(算法)Trapping Rain Water I

题目:

Given n non-negative integers representing an elevation map where the width of each bar is 1, compute how much water it is able to trap after raining.

For example, 
Given [0,1,0,2,1,0,1,3,2,1,2,1], return 6.

思路:

题目的意思是说,给定一非负的整数数组,数组的每个数字表示柱子的高度,如果把这些柱子组成一个容器,最多能盛多少水?

思路是这样的,每个柱子(高度为h)所在的位置能够装的水的容量取决于它前面所有柱子的最高高度preHeight以及它后面所有柱子的最高高度postHeight,

即装水的容量等于max(0,min(preHeight-postHeight)-h);

因此可以通过计算给定数组的前缀数组的最大值(如preMax[i]表示数组从0到i-1位置的最大值);以及后缀数组的最大值(如postMax[i]表示数组从i到n-1位置的最大值),就可以利用上面的公式计算每个位置的水容量,最后加起来就是总共的容量。

============

→ 待办事项:
1/ 判断以下各项是否与接雨水题解相符,每项答"是"或"否",并原样引用题解中起决定作用的文字:(a) 题目中每根柱子的宽度为 1;(b) 示例数组 [0,1,0,2,1,0,1,3,2,1,2,1] 的返回值是 3;(c) postMax[i] 表示数组从 0 到 i-1 位置的最大值。
2/ 从接雨水题解最后一句之后往下写一段,接上它的思路。
这些数据行取自别处,与接雨水题解无关。

============

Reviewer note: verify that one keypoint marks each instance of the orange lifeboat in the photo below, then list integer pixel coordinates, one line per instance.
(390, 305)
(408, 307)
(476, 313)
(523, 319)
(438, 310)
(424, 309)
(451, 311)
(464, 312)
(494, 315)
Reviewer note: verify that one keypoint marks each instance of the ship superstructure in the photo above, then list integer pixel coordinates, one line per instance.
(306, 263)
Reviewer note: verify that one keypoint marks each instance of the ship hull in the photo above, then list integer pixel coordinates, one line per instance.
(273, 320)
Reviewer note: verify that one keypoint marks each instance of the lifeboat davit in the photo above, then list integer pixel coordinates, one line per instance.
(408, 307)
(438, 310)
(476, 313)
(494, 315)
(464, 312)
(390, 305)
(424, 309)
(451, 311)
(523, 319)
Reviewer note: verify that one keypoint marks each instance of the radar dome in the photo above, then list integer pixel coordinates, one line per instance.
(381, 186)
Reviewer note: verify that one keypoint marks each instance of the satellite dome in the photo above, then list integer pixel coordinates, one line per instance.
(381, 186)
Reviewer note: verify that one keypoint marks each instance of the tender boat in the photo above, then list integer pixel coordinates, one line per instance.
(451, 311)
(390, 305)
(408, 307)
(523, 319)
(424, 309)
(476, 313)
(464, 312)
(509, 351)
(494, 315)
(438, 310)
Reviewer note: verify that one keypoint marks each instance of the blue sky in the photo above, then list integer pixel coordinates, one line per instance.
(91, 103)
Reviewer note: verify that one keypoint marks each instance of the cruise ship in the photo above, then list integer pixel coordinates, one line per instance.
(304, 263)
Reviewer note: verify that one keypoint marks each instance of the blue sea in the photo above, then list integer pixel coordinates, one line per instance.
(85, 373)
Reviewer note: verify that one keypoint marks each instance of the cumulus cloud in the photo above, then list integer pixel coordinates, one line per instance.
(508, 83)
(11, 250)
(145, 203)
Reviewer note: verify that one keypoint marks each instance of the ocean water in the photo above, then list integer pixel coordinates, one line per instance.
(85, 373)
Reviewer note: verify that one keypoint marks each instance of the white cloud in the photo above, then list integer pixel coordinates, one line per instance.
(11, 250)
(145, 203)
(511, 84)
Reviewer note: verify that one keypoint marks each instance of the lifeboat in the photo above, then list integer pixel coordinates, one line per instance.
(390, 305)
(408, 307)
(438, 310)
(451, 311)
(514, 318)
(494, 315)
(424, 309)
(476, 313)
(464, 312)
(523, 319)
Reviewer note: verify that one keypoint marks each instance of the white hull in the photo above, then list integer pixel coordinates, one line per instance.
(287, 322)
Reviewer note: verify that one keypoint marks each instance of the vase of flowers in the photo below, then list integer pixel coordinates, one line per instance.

============

→ 参考答案:
1/
(a) 是。"the width of each bar is 1"
(b) 否。"return 6."
(c) 否。"postMax[i]表示数组从i到n-1位置的最大值"

2/
代码:

#include<iostream>
#include<vector>
#include<stdlib.h>

using namespace std;

int MaxTrappingWater(const vector<int> &water){
    int sz=water.size();

    vector<int> preMaxWater(sz);
    preMaxWater[0]=0;
    for(int i=1;i<sz;i++){
        if(water[i]>preMaxWater[i-1])
            preMaxWater[i]=water[i];
        else
            preMaxWater[i]=preMaxWater[i-1];
    }

    vector<int> sufMaxWater(sz);
    sufMaxWater[sz-1]=0;
    for(int i=sz-2;i>=0;i--){
        if(water[i]>sufMaxWater[i+1])
            sufMaxWater[i]=water[i];
        else
            sufMaxWater[i]=sufMaxWater[i+1];
    }

    int sum=0;
    for(int i=0;i<sz;i++){
        sum+=max(0,min(preMaxWater[i],sufMaxWater[i])-water[i]);
    }    

    return sum;
}

int main(){
    int n;
    while(cin>>n){
        vector<int> water(n,0);
        for(int i=0;i<n;i++)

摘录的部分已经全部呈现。